- Task 1
According to the comments on Madonna's singles, what did the local hardcore punk lad produce from his Our Price bag?
- Task 2
Write out the part of the listing that opens with the line containing "For the benchmark, mark every instance of the paved" and closes with the line containing "[[198, 279]]", including both of those lines.

Start of Text section

It’s years since I listened to any of the singles, but the ones that are getting the least effusive write-ups here – this, La Isla Bonita and True Blue – were my favourites of the big Madonna hits. The slight air of the shoulder-shrug about them, the fact that they were by Madonna’s standards positively diffident, made them seem that much more attractive to a 16/17-year-old indie kid that the more strident and insistent songs that have entered into the modern pop canon. When the WTG? soundtrack album was released, I bumped into the local hardcore punk lad (he later became a guitarist in God) on the train home from Windsor. He had an Our Price bag, and when I asked what was in it, he produced the soundtrack album. Loved this song, he said, and couldn’t get enough of it.
I quite like “Causing A Commotion”! I still find Madonna’s most purely, innocently subtext-free bubblegum moments oddly bracing, like she’s pulled the rug from under your feet in the opposite direction that you were expecting. Songs like that, “Dear Jessie”, “Cherish” etc still seem rather strange coming from her.
Yeah spot on about “Who’s That Girl”, a pity that a potentially iconic song title went to waste on a song this blah. Not awful though, 5 or 6 depending on mood.
“Dear Jessie” is the secret highlight of Like A Prayer.
I love “Cherish” to bits, either adore or skip “Dear Jessie” completely depending on mood but “Commotion” just doesn’t work for me, it really would sound better with Sonia or someone doing it. It needs to be less classy
Every song I know titled ‘Who’s That Girl’ I like and this is no exception. Unremarkable but a comfortable enough 7 as I’d never not be happy to hear it. Didn’t comment on her previous #1 but no serious objections to La Isla Bonita either – the context issue is of no real interest to me as it was such a decent “tribute”. Prefer both to ‘True Blue’. Her next topper tho, a whole new level…
Great review, Tom – I agree entirely. It’s just disposable fluff – though the fact that her offcuts/unreleased songs are largely mediocre proves how great her ear was for editing. Shame it’s now been included on Celebration in the place of many other far more deserving songs.

End of Text section
Start of Data rows

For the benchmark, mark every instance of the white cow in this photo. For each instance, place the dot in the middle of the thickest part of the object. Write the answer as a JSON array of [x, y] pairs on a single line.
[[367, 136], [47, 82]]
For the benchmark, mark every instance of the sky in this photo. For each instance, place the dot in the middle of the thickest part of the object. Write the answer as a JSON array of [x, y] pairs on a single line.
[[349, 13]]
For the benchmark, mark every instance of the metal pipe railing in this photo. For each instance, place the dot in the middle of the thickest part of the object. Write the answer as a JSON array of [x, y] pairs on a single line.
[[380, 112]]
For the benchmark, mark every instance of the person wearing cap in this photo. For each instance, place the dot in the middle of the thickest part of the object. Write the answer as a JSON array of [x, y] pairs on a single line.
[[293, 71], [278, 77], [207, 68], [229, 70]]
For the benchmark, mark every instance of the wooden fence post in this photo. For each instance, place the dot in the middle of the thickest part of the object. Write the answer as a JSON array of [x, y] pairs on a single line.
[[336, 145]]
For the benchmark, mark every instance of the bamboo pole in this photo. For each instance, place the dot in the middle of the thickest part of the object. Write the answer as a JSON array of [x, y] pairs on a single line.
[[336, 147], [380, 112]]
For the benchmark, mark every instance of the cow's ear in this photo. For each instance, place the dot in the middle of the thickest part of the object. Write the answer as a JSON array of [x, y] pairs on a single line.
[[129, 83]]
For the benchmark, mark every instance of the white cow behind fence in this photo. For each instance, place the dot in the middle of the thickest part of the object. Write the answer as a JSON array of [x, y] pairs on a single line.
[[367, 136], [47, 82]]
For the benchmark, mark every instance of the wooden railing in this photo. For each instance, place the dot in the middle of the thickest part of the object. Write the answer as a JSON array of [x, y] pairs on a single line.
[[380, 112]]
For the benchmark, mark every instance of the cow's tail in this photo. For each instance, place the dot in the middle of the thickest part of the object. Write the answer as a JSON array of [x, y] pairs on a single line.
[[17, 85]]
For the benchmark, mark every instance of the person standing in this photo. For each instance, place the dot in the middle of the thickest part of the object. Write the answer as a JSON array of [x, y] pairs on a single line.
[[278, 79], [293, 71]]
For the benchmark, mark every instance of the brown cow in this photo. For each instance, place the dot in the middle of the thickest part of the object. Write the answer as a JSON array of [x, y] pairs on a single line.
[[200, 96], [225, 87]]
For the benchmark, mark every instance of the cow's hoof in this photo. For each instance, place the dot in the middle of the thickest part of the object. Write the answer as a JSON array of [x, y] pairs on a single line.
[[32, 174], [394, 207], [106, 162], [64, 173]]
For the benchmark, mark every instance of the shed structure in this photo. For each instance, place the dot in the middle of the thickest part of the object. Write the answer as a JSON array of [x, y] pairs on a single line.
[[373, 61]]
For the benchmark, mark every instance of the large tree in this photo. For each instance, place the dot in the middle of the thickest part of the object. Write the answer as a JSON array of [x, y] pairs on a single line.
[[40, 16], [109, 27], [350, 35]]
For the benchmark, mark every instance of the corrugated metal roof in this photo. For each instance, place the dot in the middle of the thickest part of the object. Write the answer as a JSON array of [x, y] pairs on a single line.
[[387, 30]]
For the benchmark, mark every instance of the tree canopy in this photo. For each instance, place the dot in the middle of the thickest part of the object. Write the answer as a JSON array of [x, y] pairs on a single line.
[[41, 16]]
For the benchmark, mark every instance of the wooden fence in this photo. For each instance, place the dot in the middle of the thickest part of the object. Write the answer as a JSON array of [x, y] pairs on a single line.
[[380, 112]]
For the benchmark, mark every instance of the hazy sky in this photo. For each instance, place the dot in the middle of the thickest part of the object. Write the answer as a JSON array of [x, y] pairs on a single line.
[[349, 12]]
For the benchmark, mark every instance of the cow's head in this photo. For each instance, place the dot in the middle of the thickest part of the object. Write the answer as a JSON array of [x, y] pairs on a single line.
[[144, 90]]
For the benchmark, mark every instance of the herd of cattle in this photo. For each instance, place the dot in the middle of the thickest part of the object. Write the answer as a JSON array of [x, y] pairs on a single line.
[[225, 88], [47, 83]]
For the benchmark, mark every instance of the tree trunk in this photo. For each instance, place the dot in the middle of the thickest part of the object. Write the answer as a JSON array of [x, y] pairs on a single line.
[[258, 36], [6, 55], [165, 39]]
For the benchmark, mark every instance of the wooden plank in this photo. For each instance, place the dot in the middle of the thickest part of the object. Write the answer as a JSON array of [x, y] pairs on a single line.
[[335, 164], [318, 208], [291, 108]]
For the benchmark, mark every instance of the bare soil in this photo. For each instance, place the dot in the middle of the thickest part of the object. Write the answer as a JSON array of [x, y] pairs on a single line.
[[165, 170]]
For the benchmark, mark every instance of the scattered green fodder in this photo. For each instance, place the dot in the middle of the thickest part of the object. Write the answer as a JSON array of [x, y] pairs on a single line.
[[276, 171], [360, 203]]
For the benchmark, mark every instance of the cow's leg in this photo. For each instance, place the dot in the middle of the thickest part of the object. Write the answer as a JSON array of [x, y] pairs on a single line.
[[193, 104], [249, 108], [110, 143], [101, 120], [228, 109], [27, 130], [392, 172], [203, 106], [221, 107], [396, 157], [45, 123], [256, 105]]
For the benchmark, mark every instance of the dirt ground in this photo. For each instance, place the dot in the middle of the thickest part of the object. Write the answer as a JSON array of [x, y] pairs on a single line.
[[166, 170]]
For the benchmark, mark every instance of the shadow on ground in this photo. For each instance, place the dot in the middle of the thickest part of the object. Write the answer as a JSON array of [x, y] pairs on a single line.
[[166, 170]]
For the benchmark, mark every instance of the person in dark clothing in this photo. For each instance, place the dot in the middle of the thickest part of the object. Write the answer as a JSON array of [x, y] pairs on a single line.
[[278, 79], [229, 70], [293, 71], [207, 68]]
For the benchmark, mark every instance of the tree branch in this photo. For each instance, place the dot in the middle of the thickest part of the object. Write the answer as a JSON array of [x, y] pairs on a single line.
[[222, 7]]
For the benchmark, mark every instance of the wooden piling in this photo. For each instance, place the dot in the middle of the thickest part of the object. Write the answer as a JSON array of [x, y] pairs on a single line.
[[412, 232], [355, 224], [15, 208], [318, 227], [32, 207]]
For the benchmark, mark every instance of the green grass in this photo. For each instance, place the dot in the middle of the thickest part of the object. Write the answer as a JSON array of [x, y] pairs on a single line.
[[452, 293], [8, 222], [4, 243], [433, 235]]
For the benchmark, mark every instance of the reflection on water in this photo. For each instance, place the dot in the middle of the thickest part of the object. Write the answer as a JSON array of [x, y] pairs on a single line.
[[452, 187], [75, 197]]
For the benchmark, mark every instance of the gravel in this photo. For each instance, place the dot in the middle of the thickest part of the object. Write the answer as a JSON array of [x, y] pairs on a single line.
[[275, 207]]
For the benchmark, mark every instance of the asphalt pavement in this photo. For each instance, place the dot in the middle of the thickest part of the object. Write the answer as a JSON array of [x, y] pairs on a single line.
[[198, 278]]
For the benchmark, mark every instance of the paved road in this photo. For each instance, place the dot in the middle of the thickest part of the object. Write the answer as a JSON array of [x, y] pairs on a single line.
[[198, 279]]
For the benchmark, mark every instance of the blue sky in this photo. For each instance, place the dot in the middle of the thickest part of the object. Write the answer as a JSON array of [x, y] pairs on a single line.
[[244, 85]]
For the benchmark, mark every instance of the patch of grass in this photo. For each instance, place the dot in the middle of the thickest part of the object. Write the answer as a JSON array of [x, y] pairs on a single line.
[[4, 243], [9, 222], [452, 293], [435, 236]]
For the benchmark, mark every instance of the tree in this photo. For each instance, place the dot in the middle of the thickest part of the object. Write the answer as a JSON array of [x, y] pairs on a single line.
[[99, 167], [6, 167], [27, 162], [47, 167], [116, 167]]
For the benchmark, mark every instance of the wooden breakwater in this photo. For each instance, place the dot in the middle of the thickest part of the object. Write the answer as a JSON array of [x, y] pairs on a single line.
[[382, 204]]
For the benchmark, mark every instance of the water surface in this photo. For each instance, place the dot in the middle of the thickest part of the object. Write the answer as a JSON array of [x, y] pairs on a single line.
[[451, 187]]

End of Data rows

- Full output 1
The soundtrack album for WTG?.

- Full output 2
For the benchmark, mark every instance of the paved road in this photo. For each instance, place the dot in the middle of the thickest part of the object. Write the answer as a JSON array of [x, y] pairs on a single line.
[[198, 279]]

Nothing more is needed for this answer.